> Instruction
Please copy out every line of the records that contains the string "instance". Letter case must match.

> Material supplied
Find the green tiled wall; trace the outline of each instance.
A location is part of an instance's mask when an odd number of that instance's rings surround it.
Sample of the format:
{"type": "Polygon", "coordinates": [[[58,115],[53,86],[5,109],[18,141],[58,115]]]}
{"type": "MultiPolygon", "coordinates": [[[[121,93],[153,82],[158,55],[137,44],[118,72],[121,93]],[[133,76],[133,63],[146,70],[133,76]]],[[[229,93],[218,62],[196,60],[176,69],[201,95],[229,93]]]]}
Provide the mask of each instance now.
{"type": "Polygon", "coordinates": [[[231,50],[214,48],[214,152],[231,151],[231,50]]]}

> Finished task
Find the green tiled wall; trace the outline of each instance.
A location is part of an instance's mask when an odd number of that instance's rings surround it.
Provide the mask of each instance now.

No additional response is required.